# What to do
The task calls for every line of the data to be retyped exactly.

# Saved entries
[Start of section]
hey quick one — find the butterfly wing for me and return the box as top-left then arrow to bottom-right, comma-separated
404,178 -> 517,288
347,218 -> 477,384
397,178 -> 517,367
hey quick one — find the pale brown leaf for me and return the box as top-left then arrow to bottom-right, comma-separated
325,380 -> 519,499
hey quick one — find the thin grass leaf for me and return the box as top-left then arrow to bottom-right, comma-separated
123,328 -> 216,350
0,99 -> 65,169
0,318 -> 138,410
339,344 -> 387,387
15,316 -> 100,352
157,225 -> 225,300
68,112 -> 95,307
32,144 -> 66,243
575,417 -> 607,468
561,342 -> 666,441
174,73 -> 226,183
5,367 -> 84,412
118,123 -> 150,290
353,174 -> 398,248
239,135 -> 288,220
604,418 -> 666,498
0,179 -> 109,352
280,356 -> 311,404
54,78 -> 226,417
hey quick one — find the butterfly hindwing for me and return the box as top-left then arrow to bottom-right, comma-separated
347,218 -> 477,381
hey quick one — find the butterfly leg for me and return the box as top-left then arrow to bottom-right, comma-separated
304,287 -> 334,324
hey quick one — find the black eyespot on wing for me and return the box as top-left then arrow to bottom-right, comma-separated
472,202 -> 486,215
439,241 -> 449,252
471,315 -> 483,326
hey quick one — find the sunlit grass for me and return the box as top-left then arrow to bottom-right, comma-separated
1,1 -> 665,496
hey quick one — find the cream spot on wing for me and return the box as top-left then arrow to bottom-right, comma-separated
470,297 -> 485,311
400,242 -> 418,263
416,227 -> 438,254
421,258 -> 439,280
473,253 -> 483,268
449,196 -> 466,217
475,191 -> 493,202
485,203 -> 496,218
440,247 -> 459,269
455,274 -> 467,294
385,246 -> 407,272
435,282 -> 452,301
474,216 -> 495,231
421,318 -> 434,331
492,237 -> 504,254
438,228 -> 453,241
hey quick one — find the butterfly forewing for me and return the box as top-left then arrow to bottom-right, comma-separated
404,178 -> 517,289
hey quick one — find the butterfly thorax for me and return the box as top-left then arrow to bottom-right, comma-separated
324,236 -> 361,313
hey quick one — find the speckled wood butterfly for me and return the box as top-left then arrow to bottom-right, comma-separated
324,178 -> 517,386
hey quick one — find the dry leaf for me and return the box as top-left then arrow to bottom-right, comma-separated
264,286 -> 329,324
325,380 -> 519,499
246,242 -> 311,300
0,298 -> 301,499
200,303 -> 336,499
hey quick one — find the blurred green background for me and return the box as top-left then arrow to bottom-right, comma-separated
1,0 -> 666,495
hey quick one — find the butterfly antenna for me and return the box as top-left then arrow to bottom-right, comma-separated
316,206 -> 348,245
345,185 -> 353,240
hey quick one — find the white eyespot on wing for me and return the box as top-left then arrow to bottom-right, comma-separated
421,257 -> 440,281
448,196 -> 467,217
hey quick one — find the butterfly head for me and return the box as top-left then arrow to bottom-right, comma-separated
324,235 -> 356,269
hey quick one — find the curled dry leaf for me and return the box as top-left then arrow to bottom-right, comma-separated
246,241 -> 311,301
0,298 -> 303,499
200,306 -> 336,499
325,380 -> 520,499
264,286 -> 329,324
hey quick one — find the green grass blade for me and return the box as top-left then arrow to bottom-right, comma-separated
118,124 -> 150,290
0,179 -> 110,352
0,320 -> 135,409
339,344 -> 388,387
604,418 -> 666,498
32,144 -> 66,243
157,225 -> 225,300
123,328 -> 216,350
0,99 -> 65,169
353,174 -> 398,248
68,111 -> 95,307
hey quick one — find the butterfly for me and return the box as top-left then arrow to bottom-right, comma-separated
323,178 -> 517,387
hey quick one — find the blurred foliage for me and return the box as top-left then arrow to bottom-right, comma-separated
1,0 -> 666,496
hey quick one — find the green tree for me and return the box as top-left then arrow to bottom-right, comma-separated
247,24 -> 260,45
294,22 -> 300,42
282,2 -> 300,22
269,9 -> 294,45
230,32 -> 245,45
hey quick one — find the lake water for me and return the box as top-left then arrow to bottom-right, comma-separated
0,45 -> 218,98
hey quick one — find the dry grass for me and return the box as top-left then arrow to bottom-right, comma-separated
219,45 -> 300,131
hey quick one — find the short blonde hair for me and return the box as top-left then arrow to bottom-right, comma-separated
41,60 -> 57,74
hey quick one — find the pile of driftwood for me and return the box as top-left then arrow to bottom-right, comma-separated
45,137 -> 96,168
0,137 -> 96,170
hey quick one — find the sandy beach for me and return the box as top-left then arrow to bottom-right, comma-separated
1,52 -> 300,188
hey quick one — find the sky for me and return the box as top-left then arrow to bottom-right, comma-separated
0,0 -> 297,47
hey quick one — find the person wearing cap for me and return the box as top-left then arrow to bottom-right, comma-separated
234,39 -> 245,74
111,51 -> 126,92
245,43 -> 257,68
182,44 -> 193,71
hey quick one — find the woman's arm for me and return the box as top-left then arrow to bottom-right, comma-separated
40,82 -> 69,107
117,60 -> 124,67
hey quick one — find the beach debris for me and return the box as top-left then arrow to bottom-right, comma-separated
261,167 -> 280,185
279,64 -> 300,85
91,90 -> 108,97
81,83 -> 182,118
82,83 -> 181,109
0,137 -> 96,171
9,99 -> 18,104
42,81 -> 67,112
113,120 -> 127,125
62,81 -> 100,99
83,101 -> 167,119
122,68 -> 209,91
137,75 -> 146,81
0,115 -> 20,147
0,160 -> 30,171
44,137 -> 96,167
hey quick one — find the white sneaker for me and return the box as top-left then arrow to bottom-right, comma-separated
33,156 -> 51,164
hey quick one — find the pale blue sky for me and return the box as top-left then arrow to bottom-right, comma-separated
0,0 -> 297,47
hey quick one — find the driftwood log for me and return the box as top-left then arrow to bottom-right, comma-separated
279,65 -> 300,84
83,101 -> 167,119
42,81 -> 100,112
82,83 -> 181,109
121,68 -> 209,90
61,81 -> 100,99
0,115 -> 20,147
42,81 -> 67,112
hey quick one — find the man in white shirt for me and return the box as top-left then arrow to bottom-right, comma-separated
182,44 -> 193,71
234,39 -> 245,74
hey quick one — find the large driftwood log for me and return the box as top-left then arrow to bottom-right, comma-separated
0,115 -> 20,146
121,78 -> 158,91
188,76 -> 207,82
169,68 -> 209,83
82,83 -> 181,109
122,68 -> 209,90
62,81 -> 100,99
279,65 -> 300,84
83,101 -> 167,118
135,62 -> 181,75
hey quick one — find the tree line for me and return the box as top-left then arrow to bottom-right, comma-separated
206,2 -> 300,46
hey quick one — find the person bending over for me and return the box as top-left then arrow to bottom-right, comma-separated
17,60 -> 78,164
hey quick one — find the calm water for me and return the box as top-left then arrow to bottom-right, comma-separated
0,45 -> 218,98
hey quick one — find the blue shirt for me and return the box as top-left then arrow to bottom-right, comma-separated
[End of section]
# Solved exercise
hey quick one — find the butterfly wing for me and return the box as top-left then arrow to bottom-right, comma-separated
404,178 -> 517,288
347,218 -> 477,384
397,178 -> 517,367
hey quick one — find the pale brown leaf for me and return the box as top-left then arrow to bottom-right, comma-separated
325,380 -> 519,499
hey quick one — find the thin grass leaf for me and return the box as top-left then arrow to bottom-right, comma-separated
123,328 -> 216,350
0,99 -> 65,169
0,318 -> 138,410
339,344 -> 387,387
15,316 -> 100,352
157,225 -> 225,300
68,112 -> 95,307
32,144 -> 66,243
575,417 -> 607,468
561,342 -> 666,441
174,73 -> 226,183
5,367 -> 84,412
118,123 -> 150,290
353,174 -> 398,248
239,135 -> 288,220
604,418 -> 666,498
0,179 -> 109,352
280,356 -> 311,404
54,78 -> 226,417
hey quick one — find the butterfly hindwing for me and return the box as top-left then arrow to bottom-right, comma-separated
347,218 -> 477,381
hey quick one — find the butterfly leg for me and return the box as top-left then arrow to bottom-right, comma-separated
304,287 -> 334,324
hey quick one — find the black eyespot on wing for me and return the box as top-left then arrow to bottom-right, comma-separated
472,202 -> 486,215
439,241 -> 449,252
471,315 -> 483,326
hey quick one — find the sunlit grass for me and return the box as top-left then arrow to bottom-right, comma-separated
1,1 -> 665,496
hey quick one — find the cream spot on wing for me and return the box as top-left then arrow to bottom-right, comma-separated
470,297 -> 485,311
400,242 -> 418,263
416,227 -> 438,254
421,258 -> 439,280
473,253 -> 483,268
449,196 -> 466,217
475,191 -> 493,202
485,203 -> 496,218
440,247 -> 459,269
455,274 -> 467,294
385,246 -> 407,272
435,282 -> 452,301
474,216 -> 495,231
421,318 -> 434,331
492,237 -> 504,254
438,228 -> 453,241
hey quick one — find the butterfly forewing for me and return the box as top-left then arrow to bottom-right, comma-separated
404,178 -> 517,289
hey quick one — find the butterfly thorax for me and return the box as top-left then arrow to bottom-right, comma-separated
324,236 -> 361,313
hey quick one — find the speckled wood butterfly for me and return the box as top-left then arrow to bottom-right, comma-separated
324,178 -> 517,386
hey quick one — find the dry leaf for me and return the box as top-left then arrow to bottom-right, comma-separated
264,286 -> 329,324
325,380 -> 519,499
246,242 -> 311,300
0,298 -> 301,499
200,303 -> 336,499
hey quick one — find the blurred green background for me and return the box as top-left then arrow to bottom-right, comma-separated
1,0 -> 666,495
hey quick one — find the butterfly antenna for me and return the box as top-left then arrow to bottom-right, comma-separated
316,206 -> 348,245
345,185 -> 353,240
hey quick one — find the white eyespot on wing for me and return the box as top-left then arrow to bottom-right, comma-separated
421,257 -> 440,281
448,196 -> 467,217
hey quick one — find the butterfly head for me and return the box as top-left then arrow to bottom-right, comma-separated
324,235 -> 356,269
hey quick one — find the curled dry leaf for me and return the box as top-left then arrow to bottom-right, comma-separated
246,241 -> 311,301
0,298 -> 303,499
200,306 -> 336,499
325,380 -> 520,499
264,286 -> 329,324
hey quick one — find the green grass blade for me and return the box as top-left then arrow to bottom-right, comma-separated
118,124 -> 150,290
0,179 -> 110,352
0,320 -> 135,409
339,344 -> 388,387
604,418 -> 666,498
32,144 -> 66,243
157,225 -> 225,300
123,328 -> 216,350
0,99 -> 65,169
353,174 -> 398,248
68,111 -> 95,307
hey quick one — find the butterfly for me and return the box as top-left then arrow to bottom-right, comma-separated
323,178 -> 517,387
hey quick one — find the blurred foliage for me and return the box as top-left then arrow to bottom-right, comma-separated
1,0 -> 666,496
hey quick one — find the green tree for me and return the box as top-left then arrow to bottom-right, comma-separated
247,24 -> 260,45
294,22 -> 300,42
282,2 -> 300,22
269,9 -> 294,45
230,32 -> 245,45
hey quick one — find the lake water for me and return the box as top-left then arrow to bottom-right, comma-separated
0,45 -> 218,98
hey quick one — find the dry grass for me and return the box as top-left then arrow to bottom-right, comma-separated
219,45 -> 300,131
hey quick one — find the short blonde hair for me and return the box as top-left then arrow to bottom-right, comma-separated
41,60 -> 57,74
hey quick one — find the pile of driftwood for me and return the box as top-left then arrow to bottom-right, comma-separated
45,137 -> 96,168
0,137 -> 96,170
hey quick one — find the sandy beach for me and return the box as top-left then arrow to bottom-right, comma-separated
1,52 -> 300,188
hey quick one — find the sky for me and return the box as top-left then arrow to bottom-right, comma-separated
0,0 -> 297,47
hey quick one — find the person wearing cap for me and return the box as top-left then arrow to bottom-right, comma-separated
234,39 -> 245,74
111,51 -> 126,92
245,43 -> 257,68
182,44 -> 193,71
hey quick one — find the woman's arm for me and return the box as top-left then arrow to bottom-right, comma-separated
40,82 -> 69,107
117,60 -> 124,67
hey quick one — find the beach debris for me and return the box as top-left then arrow to bottom-right, comma-separated
261,167 -> 280,185
279,64 -> 300,85
91,90 -> 108,97
81,83 -> 182,118
82,83 -> 181,109
0,137 -> 96,171
9,99 -> 18,104
42,81 -> 67,112
113,120 -> 127,125
62,81 -> 100,99
83,101 -> 167,119
122,68 -> 209,91
137,75 -> 146,81
0,115 -> 20,147
0,160 -> 30,171
44,137 -> 96,167
hey quick one — find the white sneaker for me and return the box as top-left then arrow to bottom-right, comma-separated
33,156 -> 51,164
hey quick one — find the pale blue sky for me and return the box as top-left then arrow to bottom-right, comma-separated
0,0 -> 297,47
hey quick one — find the driftwood log for me and return the box as top-left then arrow to bottom-right, comma-separated
279,65 -> 300,84
83,101 -> 167,119
42,81 -> 100,112
82,83 -> 181,109
121,68 -> 209,90
61,81 -> 100,99
0,115 -> 20,147
42,81 -> 67,112
hey quick one — find the man in white shirt for me and return the box as top-left then arrow to bottom-right, comma-separated
182,44 -> 193,71
234,39 -> 245,74
hey quick one — find the large driftwood log for me and return the box as top-left then arrow to bottom-right, comma-separated
0,115 -> 20,146
121,78 -> 158,91
188,76 -> 207,82
169,68 -> 209,83
82,83 -> 181,109
122,68 -> 209,90
62,81 -> 100,99
279,65 -> 300,84
83,101 -> 167,118
135,62 -> 181,75
hey quick one — find the tree line for me and return the box as top-left then arrow to bottom-right, comma-separated
206,2 -> 300,46
hey quick one — find the person bending over for me and return the box as top-left then arrow to bottom-right, comma-separated
17,60 -> 78,164
hey quick one — find the calm water for me and return the box as top-left then arrow to bottom-right, comma-separated
0,45 -> 218,98
hey quick one — find the blue shirt for me and return the box as top-left then arrow to bottom-right, comma-separated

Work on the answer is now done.